#### What you are asked to do:
Here is the listing. Print it exactly.

======== Records for this task

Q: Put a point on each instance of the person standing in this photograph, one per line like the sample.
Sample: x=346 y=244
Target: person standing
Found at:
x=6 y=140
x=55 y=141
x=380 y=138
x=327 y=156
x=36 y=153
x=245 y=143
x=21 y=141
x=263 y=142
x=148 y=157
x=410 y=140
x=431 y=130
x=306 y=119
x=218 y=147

================

#### Answer space:
Q: Put a point on each instance of the person standing in this photograph, one per line like the sample.
Sample: x=346 y=244
Target: person standing
Found at:
x=6 y=140
x=55 y=141
x=380 y=138
x=327 y=156
x=36 y=153
x=245 y=143
x=21 y=141
x=263 y=142
x=148 y=157
x=410 y=140
x=431 y=130
x=306 y=119
x=218 y=147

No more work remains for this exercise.